Start of Passage to read

Although we generally recommend buying clothing secondhand, sometimes partaking in a little online retail therapy outside of e-thrift stores like Poshmark or Depop is inevitable. And if you're into keeping up with trendy styles, you've likely perused the popular online retailer known as ASOS at some point or another. The company offers a wide range of brands, including a few brands of its own.
This leads us to wonder: is ASOS a good company?
Many big businesses and online retailers will make vague, greenwash-y promises to invest in "carbon offsetting projects" or to comply with local laws regarding wastewater emissions. However, they are still often guilty of exploitive practices. So when analyzing a business' mission statement or sustainability practices, it's absolutely crucial to use critical thinking, as well as your own judgement.
Is ASOS sustainable?
ASOS' sustainability initiatives are somewhat promising, but it still has a ways to go. Per Wear Next, 34 percent of materials used in ASOS' house labels are sustainably sourced. The site also has a secondhand and vintage section, which is one of the most sustainable ways to shop. One of the brand's in-house lines, Responsible Edit, even uses 50 percent recycled and sustainable fibers, with plans to sustainably source 100 percent of its cotton by 2025.
And though over 90 percent of the company's emissions come from transportation, the company has switched to electric vans for its corporate offices in London. Its corporate offices have also started relying on 25 percent renewable energy, and have started using LED light bulbs, which reduce carbon emissions and ultimately last longer. ASOS has also reduced its packaging, to reduce waste.
In terms of animal welfare, the site is looking to do better. The brand released an animal welfare policy based on American Humane's Five Freedoms. The company refrains from using animal-based materials such as: angora, fur, animal skins or hairs, and feathers. As of publication, ASOS still uses leather, and doesn't appear to be phasing it out anytime soon.

End of Passage to read

### Exercises to complete
1. According to the article on ASOS and sustainability, what percentage of the materials used in ASOS' house labels is sustainably sourced?
2. Extend the article on ASOS and sustainability, picking up right after its final sentence.

Start of Listed records

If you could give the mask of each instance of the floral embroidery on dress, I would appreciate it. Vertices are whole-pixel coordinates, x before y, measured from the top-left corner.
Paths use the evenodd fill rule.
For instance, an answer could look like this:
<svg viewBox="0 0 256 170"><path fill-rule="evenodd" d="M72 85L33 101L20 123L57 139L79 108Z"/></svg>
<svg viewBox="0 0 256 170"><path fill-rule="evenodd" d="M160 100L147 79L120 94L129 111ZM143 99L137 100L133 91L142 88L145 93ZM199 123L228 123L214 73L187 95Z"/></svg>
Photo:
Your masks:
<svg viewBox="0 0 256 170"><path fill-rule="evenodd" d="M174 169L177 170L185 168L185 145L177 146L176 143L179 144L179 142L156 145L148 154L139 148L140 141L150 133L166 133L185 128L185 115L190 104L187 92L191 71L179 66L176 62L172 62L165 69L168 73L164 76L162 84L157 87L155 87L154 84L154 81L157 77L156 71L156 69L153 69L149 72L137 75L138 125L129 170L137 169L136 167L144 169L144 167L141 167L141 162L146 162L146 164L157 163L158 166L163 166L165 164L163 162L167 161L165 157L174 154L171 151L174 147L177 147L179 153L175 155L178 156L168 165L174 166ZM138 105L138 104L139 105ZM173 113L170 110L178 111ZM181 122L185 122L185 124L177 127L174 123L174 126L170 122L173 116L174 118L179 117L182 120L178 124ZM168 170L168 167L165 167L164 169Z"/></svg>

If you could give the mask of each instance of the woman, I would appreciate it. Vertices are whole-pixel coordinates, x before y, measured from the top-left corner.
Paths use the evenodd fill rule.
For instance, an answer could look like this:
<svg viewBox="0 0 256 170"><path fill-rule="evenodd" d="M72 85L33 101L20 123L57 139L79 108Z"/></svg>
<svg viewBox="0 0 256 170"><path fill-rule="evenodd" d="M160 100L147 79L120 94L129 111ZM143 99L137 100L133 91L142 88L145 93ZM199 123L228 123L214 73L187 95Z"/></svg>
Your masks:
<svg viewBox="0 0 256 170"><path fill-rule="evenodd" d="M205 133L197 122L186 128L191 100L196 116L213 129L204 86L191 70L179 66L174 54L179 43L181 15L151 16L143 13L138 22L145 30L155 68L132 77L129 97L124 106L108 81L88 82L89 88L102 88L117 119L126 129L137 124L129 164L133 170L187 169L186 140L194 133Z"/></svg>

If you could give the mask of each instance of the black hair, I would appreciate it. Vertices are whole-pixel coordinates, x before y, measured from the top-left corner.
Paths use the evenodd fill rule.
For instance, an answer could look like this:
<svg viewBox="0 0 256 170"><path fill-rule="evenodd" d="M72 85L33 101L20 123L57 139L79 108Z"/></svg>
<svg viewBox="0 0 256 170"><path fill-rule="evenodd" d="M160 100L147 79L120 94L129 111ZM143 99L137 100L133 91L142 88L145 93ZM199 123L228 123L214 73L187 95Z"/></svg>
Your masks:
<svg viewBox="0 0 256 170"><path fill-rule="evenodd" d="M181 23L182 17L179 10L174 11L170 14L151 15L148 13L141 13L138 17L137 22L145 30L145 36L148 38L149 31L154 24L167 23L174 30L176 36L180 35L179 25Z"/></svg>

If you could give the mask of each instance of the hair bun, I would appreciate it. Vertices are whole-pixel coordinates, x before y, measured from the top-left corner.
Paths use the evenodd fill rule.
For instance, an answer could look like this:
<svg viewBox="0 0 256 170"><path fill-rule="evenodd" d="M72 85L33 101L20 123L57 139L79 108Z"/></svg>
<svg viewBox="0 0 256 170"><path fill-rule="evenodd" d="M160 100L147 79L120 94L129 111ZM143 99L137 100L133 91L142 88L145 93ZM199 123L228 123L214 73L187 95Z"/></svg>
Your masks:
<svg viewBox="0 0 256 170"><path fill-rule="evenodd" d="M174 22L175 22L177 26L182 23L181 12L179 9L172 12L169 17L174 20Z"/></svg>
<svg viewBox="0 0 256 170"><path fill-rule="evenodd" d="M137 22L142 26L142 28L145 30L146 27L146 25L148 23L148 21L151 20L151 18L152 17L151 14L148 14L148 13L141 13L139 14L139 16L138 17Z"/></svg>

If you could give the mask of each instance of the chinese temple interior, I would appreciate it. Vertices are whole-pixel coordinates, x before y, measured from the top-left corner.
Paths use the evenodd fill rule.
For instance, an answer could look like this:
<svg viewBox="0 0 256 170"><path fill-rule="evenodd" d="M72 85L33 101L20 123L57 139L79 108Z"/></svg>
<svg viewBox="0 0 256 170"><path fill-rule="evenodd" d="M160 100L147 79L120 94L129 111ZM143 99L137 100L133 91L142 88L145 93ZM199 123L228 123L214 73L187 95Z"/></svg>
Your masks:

End of Listed records

### Answers below
1. 34 percent

2.
These are solid steps to a sustainable business, but ASOS is ultimately a fast fashion company. It quickly pumps out trendy styles, and unfortunately, no matter how you look at it, fast fashion is incredibly unsustainable. The materials are damaging and cheap, and trendy looks encourage consumers to wear pieces a few times before they end up in landfills. About 85 percent of our clothing ends up in landfills, and this is just further contributing to the problem.
Is ASOS ethical?
In the ethics department, ASOS could also be doing better. Good On You rates ASOS "Not Good Enough" because almost none of its supply chain is certified by labor standards to ensure the health, safety, and fair compensation of workers. ASOS lists its suppliers and promises to do what it can to protect its employees from contracting COVID-19. But it has no evidence of paying its laborers living wages, which is one of the most important things a company can do to treat its employees fairly.
Even though the styles on ASOS truly cannot be beat, its environmental and ethical policies could definitely be better — until then, we'll mostly stick to thrifting.